J’ai longtemps cru, même à l’époque où je le pratiquais intensément, que pour qu’une équipe existe, il fallait que ses membres se soient choisis, qu’ils soient volontaires et surtout qu’ils aient envie de faire « autre chose », quelque chose qu’on ne fait pas ordinairement, et surtout quelque chose qui irait contre le travail habituel, les habitudes et le système. Cette équipe là, si belle à vivre, si précieuse (et surtout si rare), doit continuer à exister, pour son pouvoir de stimulation, d’entrainement, d’innovation.
Mais je crois qu’il faut qu’il existe aussi un travail d’équipe quotidien, qui se fasse avec le collègue « ordinaire », celui que je n’ai pas nécessairement choisi, pour faire notre travail ordinaire. Autrement dit je crois qu’il faut changer notre façon de dire « je suis enseignant », et de pratiquer. Je pense que c’est à ce prix que nous surmonterons les innombrables problèmes qui se posent à l’école d’aujourd’hui. Beaucoup d’établissements prioritaires le savent très bien, où le collectif aide, soutient, permet, facilite le quotidien du travail. Qu’on ne me fasse pas dire ce que je n’ai pas dit : le travail enseignant ne peut être fait uniquement du travail collectif, il reste une grande part individuelle. Mais ce travail de chacun ne peut que profiter de l’existence, en même temps et en coordination, d’un collectif de travail.

_CONSIGNES DE TRAVAIL_
Poursuivre le passage extrait sur le travail d'équipe entre enseignants à la suite de sa dernière phrase.

_DONNÉES BRUTES_
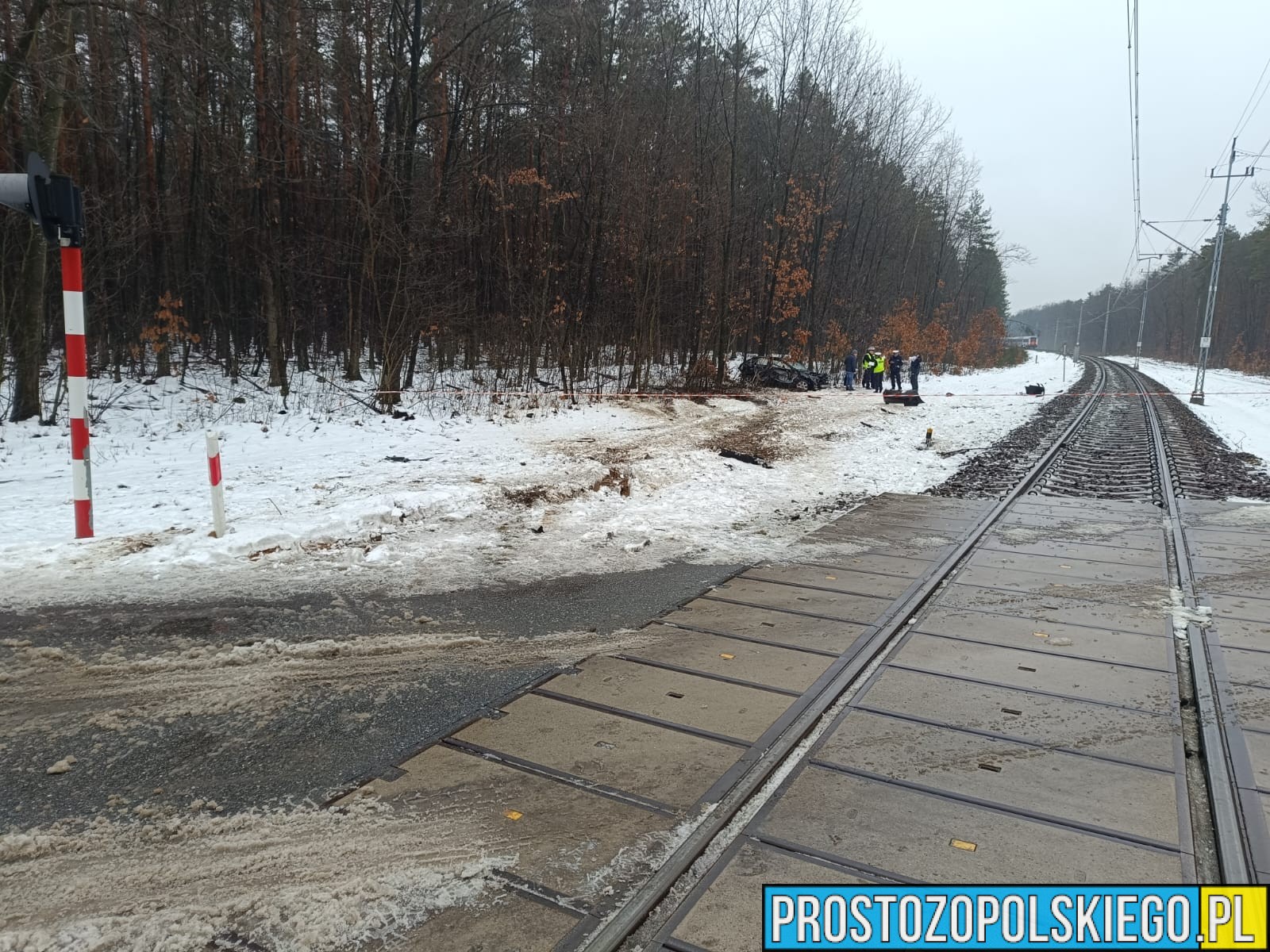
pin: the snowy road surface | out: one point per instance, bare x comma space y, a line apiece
175, 708
332, 497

_RÉPONSE PROPOSÉE_
On me dit : « mais les équipes, celles qui sont dans les textes, l’équipe pédagogique, ça ne marche pas, on le voit bien tous les jours ». Il y a des conditions à créer, et parmi ces conditions, une certaine conception de ce métier qu’il faut dépasser, parce qu’elle est... dépassée. Alors faut-il dire : non, chez nous ce n’est pas possible, formés comme ils sont, les profs français ne peuvent pas apprendre à travailler ensemble ? On baisse les bras et on laisse tomber ? Pourtant tout le monde a à gagner à changer cet état d’esprit : les enseignants, les chefs d’établissements, les élèves.
Une dernière remarque : il ne faut pas tout confondre : le conseil d’administration, la commission permanente, ne sont pas des « équipes » : ce sont des lieux institutionnels, où des pouvoirs sont en jeu de façon réglementaire et réglementée. Leur fonctionnement devrait souvent être plus démocratique qu’il ne l’est, et leurs règles de fonctionnement mériteraient d’être repensées, mais on ne peut citer le mauvais fonctionnement des CA comme argument pour dire que les équipes ne fonctionnent pas.
J’aimerais beaucoup que ce texte provoque des réactions vives et le débat que cette question mérite.
Pour suivre le fil proposé par Françoise, je copie ci-dessous un texte proposé trop tardivement pour le n° sur la coopération. Domie
Des enseignants coopérateurs dans le secondaire ?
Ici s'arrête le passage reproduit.